# Instructions for the task
Count the lines of the items below that contain the string "hair", and give only the number.

▬▬▬▬▬▬

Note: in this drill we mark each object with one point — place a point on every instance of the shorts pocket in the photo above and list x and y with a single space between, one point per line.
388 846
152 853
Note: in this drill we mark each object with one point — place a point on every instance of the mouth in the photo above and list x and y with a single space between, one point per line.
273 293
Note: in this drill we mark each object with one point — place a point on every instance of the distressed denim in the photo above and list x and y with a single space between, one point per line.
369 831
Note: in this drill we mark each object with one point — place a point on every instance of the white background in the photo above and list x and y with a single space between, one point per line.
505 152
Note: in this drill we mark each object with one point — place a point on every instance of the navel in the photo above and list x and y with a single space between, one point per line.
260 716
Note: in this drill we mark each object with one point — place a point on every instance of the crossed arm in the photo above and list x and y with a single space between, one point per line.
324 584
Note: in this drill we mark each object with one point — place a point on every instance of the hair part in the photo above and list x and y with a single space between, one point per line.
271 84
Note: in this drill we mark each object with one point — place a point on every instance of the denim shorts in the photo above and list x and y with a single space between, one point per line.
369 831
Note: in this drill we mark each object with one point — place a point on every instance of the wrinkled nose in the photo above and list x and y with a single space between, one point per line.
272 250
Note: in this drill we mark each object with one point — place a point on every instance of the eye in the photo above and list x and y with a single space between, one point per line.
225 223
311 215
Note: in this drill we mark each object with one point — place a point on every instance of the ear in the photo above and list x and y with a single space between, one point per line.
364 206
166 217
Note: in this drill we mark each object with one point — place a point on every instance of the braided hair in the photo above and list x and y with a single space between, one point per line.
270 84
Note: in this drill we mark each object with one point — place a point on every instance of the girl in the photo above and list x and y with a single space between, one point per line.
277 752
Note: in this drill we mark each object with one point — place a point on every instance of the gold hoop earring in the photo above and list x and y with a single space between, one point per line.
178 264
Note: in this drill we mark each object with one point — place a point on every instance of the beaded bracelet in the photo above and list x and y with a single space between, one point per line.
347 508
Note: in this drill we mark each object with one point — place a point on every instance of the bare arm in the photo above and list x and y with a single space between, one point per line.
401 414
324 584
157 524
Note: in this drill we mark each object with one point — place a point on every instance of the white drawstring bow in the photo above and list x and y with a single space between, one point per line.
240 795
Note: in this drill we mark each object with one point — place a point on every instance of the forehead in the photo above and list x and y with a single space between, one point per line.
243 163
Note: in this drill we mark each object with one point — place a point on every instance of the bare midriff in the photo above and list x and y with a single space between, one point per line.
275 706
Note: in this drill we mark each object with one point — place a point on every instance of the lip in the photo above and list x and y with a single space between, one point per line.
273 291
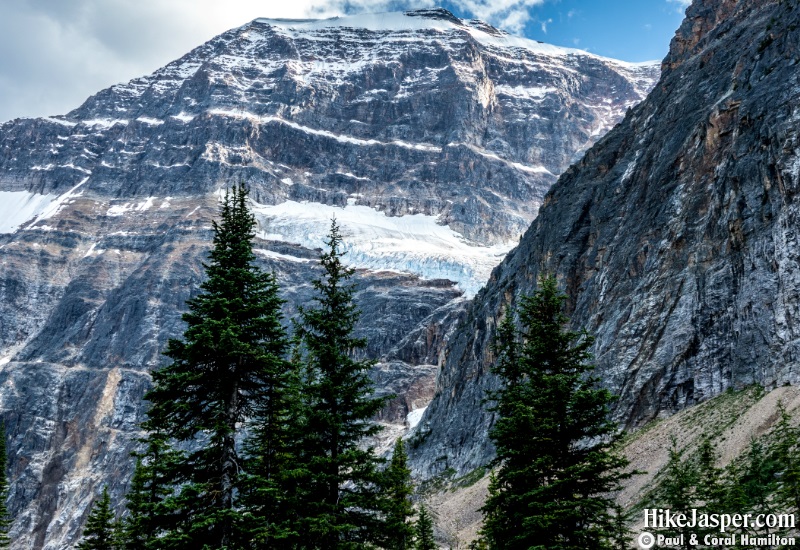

▬▬▬▬▬▬

# The solution
2